* Begin Data shown *

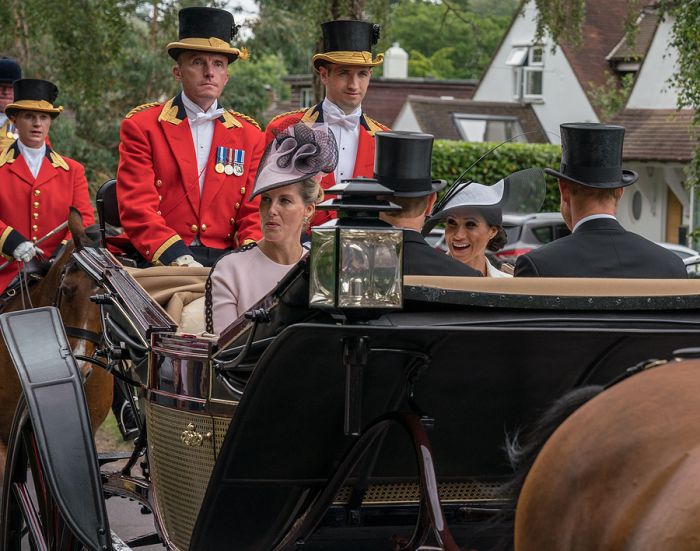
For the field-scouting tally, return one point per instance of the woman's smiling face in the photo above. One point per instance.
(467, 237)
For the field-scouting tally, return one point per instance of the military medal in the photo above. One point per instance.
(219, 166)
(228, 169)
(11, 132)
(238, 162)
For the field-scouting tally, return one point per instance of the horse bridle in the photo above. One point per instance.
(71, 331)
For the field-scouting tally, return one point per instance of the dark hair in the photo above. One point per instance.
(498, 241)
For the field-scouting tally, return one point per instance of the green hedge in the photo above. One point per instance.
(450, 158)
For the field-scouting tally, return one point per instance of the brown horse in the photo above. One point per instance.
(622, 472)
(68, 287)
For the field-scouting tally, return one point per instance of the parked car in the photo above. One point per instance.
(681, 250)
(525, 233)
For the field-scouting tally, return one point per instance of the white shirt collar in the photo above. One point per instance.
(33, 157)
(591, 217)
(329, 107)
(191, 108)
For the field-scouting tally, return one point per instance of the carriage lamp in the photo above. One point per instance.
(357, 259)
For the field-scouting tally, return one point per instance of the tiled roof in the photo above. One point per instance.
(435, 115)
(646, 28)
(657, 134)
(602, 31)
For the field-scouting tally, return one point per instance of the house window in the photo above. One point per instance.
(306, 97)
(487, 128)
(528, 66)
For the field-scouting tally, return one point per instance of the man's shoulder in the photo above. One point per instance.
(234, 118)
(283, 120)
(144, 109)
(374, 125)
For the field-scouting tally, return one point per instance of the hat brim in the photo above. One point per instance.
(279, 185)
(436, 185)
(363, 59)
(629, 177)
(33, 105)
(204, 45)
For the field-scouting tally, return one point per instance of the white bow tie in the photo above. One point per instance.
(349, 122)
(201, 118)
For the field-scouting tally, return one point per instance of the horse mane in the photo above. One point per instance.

* End Data shown *

Exercise details:
Go back to the records above and write them out exactly, without the pictures.

Response to this exercise:
For the field-scouting tally, return one point per instance of the woman's smiling face in the photo above. One point per instance.
(467, 237)
For the field-scouting tally, return one point per instance of the military medal in the photo above. One point per instance.
(219, 166)
(228, 169)
(11, 132)
(238, 162)
For the field-scouting tally, return one point per instance of the horse bridle in the photo above. One point per instance.
(71, 331)
For the field-scouting tally, return one point per instance of the dark hair in the photo above. One point per instance.
(498, 241)
For the field-scouting tally, return one point per instance of the green hedge in the photo above. One point per instance.
(450, 158)
For the field-scouting tally, return one point per instance of the brown horse in the photo above. One point per instance.
(622, 472)
(68, 287)
For the field-scouting tally, return one point per instance of the parked car in the photo above. One point per instance.
(681, 250)
(525, 233)
For the field-scouting tally, return one point per instance of the white shirt collar in the photo above. One point per instance.
(33, 157)
(591, 217)
(329, 107)
(191, 108)
For the field-scouting tally, return one point per instance of the carriage lamp in the photo above. One point per instance.
(357, 259)
For the field-scouting tally, return one point per instance of the tiled roof in the photo above. One point per instance.
(435, 115)
(646, 28)
(657, 134)
(602, 31)
For the field-scouting tally, return one point per instance of the house window in the photo above. One point per instance.
(306, 97)
(487, 128)
(528, 66)
For the field-scouting tally, return one point per instance of the man's shoulder in the photo above. One point per instance.
(234, 118)
(283, 120)
(144, 109)
(374, 125)
For the field-scouting tally, return one point per instance of the hat brim in the photo above. One point per instance.
(279, 185)
(436, 185)
(363, 59)
(629, 177)
(33, 105)
(204, 45)
For the field-scouting tally, return one point per instance of the white bow tie in the photo above. One point per instance.
(349, 122)
(201, 118)
For the field-scouting tally, return one point per instance of the horse mane in the photo above. One point per instance.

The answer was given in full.